> [WHAT NEEDS TO BE DONE] Using the entries below, quote exactly the span of lines that begins with the line containing "Return the outline of every instance of the <item>glowing" and ends with the final line.

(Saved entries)
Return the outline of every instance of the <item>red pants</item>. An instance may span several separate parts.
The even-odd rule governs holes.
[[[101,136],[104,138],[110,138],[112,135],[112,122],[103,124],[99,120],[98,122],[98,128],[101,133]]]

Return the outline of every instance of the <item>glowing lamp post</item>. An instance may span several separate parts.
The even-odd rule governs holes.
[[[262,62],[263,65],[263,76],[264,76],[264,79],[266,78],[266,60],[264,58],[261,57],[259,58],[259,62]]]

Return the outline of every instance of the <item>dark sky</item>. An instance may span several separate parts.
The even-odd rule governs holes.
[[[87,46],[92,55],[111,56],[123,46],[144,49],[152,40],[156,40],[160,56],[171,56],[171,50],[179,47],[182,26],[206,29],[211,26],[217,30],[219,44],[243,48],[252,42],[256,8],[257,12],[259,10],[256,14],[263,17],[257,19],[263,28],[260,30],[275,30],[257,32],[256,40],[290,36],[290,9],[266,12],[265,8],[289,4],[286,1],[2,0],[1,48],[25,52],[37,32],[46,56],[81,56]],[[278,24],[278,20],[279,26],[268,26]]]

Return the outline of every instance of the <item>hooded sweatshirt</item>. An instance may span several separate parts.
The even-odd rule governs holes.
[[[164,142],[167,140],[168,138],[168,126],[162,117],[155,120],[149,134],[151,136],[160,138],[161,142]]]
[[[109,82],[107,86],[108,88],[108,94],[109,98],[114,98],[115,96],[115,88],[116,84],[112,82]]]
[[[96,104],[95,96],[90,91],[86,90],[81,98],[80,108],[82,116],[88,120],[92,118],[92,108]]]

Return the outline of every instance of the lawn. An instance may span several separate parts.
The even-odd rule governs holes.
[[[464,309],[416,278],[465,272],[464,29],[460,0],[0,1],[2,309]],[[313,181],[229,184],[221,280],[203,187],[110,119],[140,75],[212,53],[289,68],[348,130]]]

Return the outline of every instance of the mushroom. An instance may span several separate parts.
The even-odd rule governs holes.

> [RESPONSE TO THE TASK]
Return the outline of every instance of the <item>glowing lamp post</item>. An instance may span several separate parts.
The even-odd rule governs holes.
[[[262,62],[263,65],[263,76],[264,76],[264,79],[266,78],[266,60],[264,58],[261,57],[259,58],[259,62]]]

Return the outline of every instance of the <item>dark sky</item>. An instance may span several separate parts.
The even-odd rule governs holes.
[[[87,46],[92,55],[111,56],[123,46],[144,49],[152,40],[156,40],[160,56],[171,56],[171,50],[179,47],[182,26],[206,29],[211,26],[217,30],[219,44],[243,48],[252,42],[256,8],[257,12],[259,10],[256,14],[263,17],[257,19],[263,28],[260,30],[275,30],[257,32],[256,40],[290,36],[290,9],[266,12],[265,8],[289,4],[286,1],[2,0],[1,48],[25,52],[37,32],[46,56],[81,56]],[[278,24],[278,20],[279,26],[268,26]]]

Return the outline of every instance of the <item>hooded sweatshirt</item>. An instance may span several separate parts.
The even-odd rule governs holes.
[[[164,142],[167,140],[168,138],[168,126],[162,117],[155,120],[149,134],[151,136],[160,138],[161,142]]]
[[[109,82],[107,86],[108,88],[108,94],[109,98],[114,98],[115,96],[115,88],[116,84],[112,82]]]
[[[96,104],[95,96],[90,91],[86,90],[81,98],[80,108],[82,116],[88,120],[92,118],[92,108]]]

Return the outline of every instance of the lawn. An instance may span several separate parts.
The even-odd rule governs holes.
[[[464,309],[416,278],[465,272],[464,29],[460,0],[0,1],[2,309]],[[313,181],[229,184],[221,280],[203,187],[110,119],[140,75],[212,53],[289,68],[348,130]]]

Return the outline of every instance of the mushroom. An instance may span several separate parts.
The even-odd rule governs holes.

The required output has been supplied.